── QUOTED PASSAGE ──

The Survival of the Fittists
By Howard Wainer
Understanding the role of replication in research is crucial for the interpretation of scientific advances
Understanding the role of replication in research is crucial for the interpretation of scientific advances
DOI: 10.1511/2012.98.358
The concept of replicability in scientific research was laid out by Francis Bacon in the early 17th century, and it remains the principal epistemological tenet of modern science. Replicability begins with the idea that science is not private; researchers who make claims must allow others to test those claims. Over time, the scientific community has recognized that, because initial investigations are almost always done on a small scale, they exhibit the variability inherent in small studies. Inevitably, as a consequence, some results will be reported that are epiphenomenal—false positives, for example. When novel findings appear in the scientific literature, other investigators rush to replicate. If attempts to reproduce them don’t pan out, the initial results are brushed aside as the statistical anomalies they were, and science moves on.

───

COMPLETE THE FOLLOWING.
#1 Answer these questions from the article on replication:
(a) Who laid out the concept of replicability, and when?
(b) Why do initial investigations exhibit variability, according to the article on replication?
(c) What happens to initial results when attempts to reproduce them don't pan out?
#2 Carry on the article on replication, starting after its last sentence.

── RECORDED DATA ──

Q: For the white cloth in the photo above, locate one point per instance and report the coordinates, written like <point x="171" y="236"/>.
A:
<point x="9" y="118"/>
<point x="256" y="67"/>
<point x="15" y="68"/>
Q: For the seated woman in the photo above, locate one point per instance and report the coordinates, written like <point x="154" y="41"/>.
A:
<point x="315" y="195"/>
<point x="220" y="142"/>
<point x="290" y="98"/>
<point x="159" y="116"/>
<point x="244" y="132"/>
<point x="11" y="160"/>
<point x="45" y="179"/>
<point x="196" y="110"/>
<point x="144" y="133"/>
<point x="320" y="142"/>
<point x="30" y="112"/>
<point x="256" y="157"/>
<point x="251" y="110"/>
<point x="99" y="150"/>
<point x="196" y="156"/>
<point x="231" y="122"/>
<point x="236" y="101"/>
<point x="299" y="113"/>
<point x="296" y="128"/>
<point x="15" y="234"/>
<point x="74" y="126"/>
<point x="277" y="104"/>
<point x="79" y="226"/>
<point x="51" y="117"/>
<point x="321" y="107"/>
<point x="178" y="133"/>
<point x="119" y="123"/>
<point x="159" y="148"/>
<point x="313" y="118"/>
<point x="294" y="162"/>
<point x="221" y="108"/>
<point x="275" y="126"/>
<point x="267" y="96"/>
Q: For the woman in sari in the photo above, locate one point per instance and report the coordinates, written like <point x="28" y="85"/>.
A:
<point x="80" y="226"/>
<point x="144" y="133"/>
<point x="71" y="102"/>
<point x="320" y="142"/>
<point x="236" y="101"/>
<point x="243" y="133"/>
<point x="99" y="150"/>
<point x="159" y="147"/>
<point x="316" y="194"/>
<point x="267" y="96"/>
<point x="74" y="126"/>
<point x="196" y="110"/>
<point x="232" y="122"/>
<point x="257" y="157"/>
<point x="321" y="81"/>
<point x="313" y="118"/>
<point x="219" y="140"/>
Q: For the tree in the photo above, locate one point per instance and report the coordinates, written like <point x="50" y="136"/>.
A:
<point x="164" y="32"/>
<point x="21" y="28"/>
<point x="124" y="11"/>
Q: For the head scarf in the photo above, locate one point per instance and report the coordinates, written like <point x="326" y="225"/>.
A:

───

RESULTS OF THE EXERCISE.
#1
(a) Francis Bacon laid it out in the early 17th century.
(b) They are almost always done on a small scale, so they show the variability inherent in small studies.
(c) They are brushed aside as the statistical anomalies they were, and science moves on.

#2
Scientific tradition sets an initial acceptance criterion for much research that tolerates a fair number of false positives (typically 1 out of 20). There are two reasons for this initial leniency: First, it is not practical to do preliminary research on any topic on a large enough scale to diminish the likelihood of statistical artifacts to truly tiny levels. And second, it is more difficult to rediscover a true result that was previously dismissed because it failed to reach some stringent level of acceptability than it is to reject a false positive after subsequent work fails to replicate it. This approach has meant that the scientific literature is littered with an embarrassing number of remarkable results that were later shown to be anomalous.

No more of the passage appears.